START Data records
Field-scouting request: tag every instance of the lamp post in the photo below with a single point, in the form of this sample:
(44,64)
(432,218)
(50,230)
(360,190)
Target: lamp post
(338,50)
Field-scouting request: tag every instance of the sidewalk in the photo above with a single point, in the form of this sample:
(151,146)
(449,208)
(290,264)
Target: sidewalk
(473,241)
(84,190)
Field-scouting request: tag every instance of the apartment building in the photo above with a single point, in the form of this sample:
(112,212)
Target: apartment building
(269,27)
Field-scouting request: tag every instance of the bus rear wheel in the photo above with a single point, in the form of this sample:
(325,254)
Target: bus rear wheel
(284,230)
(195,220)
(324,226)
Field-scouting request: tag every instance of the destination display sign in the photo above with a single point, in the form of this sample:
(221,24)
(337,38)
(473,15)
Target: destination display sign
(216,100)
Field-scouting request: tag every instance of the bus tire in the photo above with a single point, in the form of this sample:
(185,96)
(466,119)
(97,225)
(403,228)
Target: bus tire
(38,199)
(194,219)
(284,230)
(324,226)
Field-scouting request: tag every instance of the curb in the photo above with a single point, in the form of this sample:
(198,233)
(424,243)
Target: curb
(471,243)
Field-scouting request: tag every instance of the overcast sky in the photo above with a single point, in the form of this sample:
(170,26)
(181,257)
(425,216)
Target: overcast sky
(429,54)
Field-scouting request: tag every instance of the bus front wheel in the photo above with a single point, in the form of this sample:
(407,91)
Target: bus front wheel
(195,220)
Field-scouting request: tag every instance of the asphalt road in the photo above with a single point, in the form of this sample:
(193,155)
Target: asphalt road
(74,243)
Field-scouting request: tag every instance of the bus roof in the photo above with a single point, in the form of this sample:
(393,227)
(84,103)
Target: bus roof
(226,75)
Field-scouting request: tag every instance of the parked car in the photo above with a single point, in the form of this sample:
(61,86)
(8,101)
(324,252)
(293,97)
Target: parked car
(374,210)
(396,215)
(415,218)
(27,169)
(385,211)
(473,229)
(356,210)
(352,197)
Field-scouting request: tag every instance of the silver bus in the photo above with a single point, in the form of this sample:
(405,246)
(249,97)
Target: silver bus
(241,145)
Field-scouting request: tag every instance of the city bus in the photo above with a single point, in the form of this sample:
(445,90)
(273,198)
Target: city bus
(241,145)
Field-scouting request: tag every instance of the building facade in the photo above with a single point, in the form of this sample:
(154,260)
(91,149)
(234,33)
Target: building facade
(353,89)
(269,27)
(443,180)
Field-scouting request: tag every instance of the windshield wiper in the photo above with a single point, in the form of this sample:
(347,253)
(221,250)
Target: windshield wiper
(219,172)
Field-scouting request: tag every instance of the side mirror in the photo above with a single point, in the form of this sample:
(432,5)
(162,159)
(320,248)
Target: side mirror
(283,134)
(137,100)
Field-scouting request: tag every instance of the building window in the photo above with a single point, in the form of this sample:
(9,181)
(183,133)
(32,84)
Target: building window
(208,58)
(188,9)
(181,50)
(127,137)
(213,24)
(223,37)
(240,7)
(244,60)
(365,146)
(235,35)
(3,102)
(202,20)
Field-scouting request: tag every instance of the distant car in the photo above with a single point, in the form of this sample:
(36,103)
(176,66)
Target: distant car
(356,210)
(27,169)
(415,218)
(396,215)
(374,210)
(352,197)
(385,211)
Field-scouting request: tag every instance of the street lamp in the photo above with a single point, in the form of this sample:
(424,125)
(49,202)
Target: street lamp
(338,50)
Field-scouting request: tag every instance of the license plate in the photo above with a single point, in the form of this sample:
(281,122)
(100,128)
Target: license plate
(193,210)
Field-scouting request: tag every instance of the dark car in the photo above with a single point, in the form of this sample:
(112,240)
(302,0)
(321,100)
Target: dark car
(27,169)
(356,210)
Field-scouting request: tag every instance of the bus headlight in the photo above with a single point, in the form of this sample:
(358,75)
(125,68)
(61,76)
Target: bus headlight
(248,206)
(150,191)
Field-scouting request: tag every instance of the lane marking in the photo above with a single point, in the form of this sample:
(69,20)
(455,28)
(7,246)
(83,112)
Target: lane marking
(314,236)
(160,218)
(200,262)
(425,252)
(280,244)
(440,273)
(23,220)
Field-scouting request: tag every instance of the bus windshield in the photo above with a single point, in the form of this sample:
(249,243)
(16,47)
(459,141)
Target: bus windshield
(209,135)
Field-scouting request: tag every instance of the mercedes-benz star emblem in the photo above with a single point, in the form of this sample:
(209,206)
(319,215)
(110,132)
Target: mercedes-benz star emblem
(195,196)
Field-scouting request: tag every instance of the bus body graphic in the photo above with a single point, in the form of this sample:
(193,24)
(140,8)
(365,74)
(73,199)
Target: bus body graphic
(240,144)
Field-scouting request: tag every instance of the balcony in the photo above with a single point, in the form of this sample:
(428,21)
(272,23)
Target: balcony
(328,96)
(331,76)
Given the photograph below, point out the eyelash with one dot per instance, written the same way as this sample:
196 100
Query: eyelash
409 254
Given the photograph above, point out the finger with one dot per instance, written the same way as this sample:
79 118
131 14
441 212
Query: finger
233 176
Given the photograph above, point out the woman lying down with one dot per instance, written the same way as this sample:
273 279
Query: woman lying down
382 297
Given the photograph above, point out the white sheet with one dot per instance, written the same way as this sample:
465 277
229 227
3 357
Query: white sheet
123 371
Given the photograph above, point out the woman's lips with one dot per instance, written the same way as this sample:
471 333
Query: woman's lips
END Data records
▶ **What you are asked to do**
Swap "single point" for "single dot" in all of the items above, leaving everything else the same.

▶ **Response**
Field-scouting request: tag every instance of the lamp post in the photo below with a single dot, in the form of this sample:
(44,64)
(432,218)
(50,230)
(360,190)
Target: lamp post
(338,50)
Field-scouting request: tag every instance of the sidewalk in the photo above with a single dot, in the form of this sample:
(151,146)
(449,208)
(290,264)
Target: sidewalk
(473,241)
(84,190)
Field-scouting request: tag every instance of the apartment building in the photo above with a single dot, in the form of this sample:
(112,212)
Target: apartment building
(269,27)
Field-scouting request: tag every instance of the bus rear wheel in the photo above with a single dot, in the form of this sample:
(325,254)
Target: bus rear wheel
(284,230)
(195,220)
(324,226)
Field-scouting request: tag every instance of the destination display sign in the photo above with a single dot, in the form of this sample:
(221,24)
(337,38)
(473,15)
Target: destination display sign
(216,100)
Field-scouting request: tag every instance of the bus tire in the photo above with a single dot, in the form of this sample:
(185,96)
(466,119)
(97,225)
(403,228)
Target: bus tire
(38,199)
(194,219)
(284,230)
(324,226)
Field-scouting request: tag every instance of the curb in the photo above with a single dot, in the form of this sample:
(198,233)
(424,243)
Target: curb
(471,243)
Field-scouting request: tag every instance of the overcast sky in the photo above with a single dot, in the form of this sample:
(170,26)
(181,257)
(425,216)
Target: overcast sky
(429,54)
Field-scouting request: tag every instance of the bus front wheel in the photo above with a single dot, in the form of this sample:
(407,91)
Target: bus front wheel
(195,220)
Field-scouting request: tag every instance of the asphalt road in the photo above with a single dot, in the form of this sample:
(193,155)
Target: asphalt road
(74,243)
Field-scouting request: tag every instance of the bus roof in the photo above with a single dot, in the form of this sample:
(393,227)
(84,103)
Target: bus roof
(226,75)
Field-scouting request: tag every instance of the parked car in the photo above with a single dot, in the form of this sample:
(61,86)
(8,101)
(324,252)
(293,97)
Target: parked car
(374,210)
(396,215)
(415,218)
(27,169)
(385,211)
(473,229)
(356,210)
(352,197)
Field-scouting request: tag every instance of the silver bus in the photo above with a single dot, in the form of this sample:
(405,246)
(249,97)
Target: silver bus
(241,145)
Field-scouting request: tag every instance of the city bus in the photo above with a single dot, in the form of this sample:
(445,90)
(273,198)
Target: city bus
(241,145)
Field-scouting request: tag every instance of the building facade in the photo above with a single dot, in the form of this sample:
(154,260)
(91,149)
(234,33)
Target: building facade
(353,89)
(269,27)
(443,180)
Field-scouting request: tag every instance of the windshield wiper in the photo above with a single dot, in the form of this sample:
(347,253)
(221,250)
Target: windshield wiper
(219,172)
Field-scouting request: tag every instance of the side mirror in the photo above with a single dot, in the form of this sample:
(432,5)
(162,159)
(320,248)
Target: side mirror
(283,134)
(137,100)
Field-scouting request: tag every instance of the building window in the photo above with a single dot, in the form of this sample:
(9,181)
(183,133)
(32,84)
Target: building window
(208,58)
(188,9)
(181,50)
(127,137)
(213,24)
(223,37)
(240,7)
(244,60)
(365,146)
(235,35)
(3,102)
(202,20)
Field-scouting request: tag every instance of the distant car in the photo above with a single dot, in the form of this sample:
(36,103)
(176,66)
Target: distant car
(356,210)
(27,169)
(415,218)
(396,215)
(374,210)
(352,197)
(385,211)
Field-scouting request: tag every instance of the street lamp in the photo above with a single dot, in the form of this sample:
(424,125)
(49,202)
Target: street lamp
(338,50)
Field-scouting request: tag every instance of the license plate in the photo above with a single dot, in the form of this sample:
(281,122)
(100,128)
Target: license plate
(193,210)
Field-scouting request: tag every instance of the dark car in the photo above with a single dot, in the form of this sample:
(112,240)
(302,0)
(321,100)
Target: dark car
(27,169)
(356,210)
Field-scouting request: tag every instance of the bus headlight in the photo above with a single dot, in the form of this sample:
(358,75)
(125,68)
(61,76)
Target: bus headlight
(248,206)
(150,191)
Field-scouting request: tag every instance of the lane marking in the photo above with a single dot, in the form of this sample:
(69,20)
(455,28)
(7,246)
(83,112)
Target: lane marking
(314,236)
(160,218)
(200,262)
(425,252)
(280,244)
(440,273)
(23,220)
Field-scouting request: tag every instance of the bus windshield in the photo above with a single dot, in the form of this sample:
(249,243)
(16,47)
(459,141)
Target: bus windshield
(209,135)
Field-scouting request: tag every instance of the mercedes-benz star emblem in the photo above with a single dot, in the form of this sample:
(209,206)
(319,215)
(110,132)
Target: mercedes-benz star emblem
(195,196)
Field-scouting request: tag every instance of the bus body graphic in the photo above with a single dot, in the form of this sample:
(193,24)
(140,8)
(365,74)
(73,199)
Target: bus body graphic
(240,144)
Field-scouting request: tag every instance of the balcony in the photo above with a single dot, in the form of this sample:
(428,21)
(272,23)
Target: balcony
(328,96)
(331,76)
Given the photograph below, point out the eyelash with one dot per instance, written the same way as this sample:
196 100
Query: eyelash
409 254
Given the photograph above, point out the finger with one dot per instance, written the same way as this sample:
79 118
131 14
441 212
Query: finger
233 176
Given the photograph above, point out the woman lying down with one dot per instance, written the same way as this sample:
273 279
Query: woman lying down
382 297
Given the photograph above, point out the white sheet with one dot per instance, written the same way as this sample:
465 277
229 227
3 357
Query: white sheet
123 371
Given the photograph above, point out the woman's lips with one dot per instance, written the same way as this sample:
471 333
Query: woman's lips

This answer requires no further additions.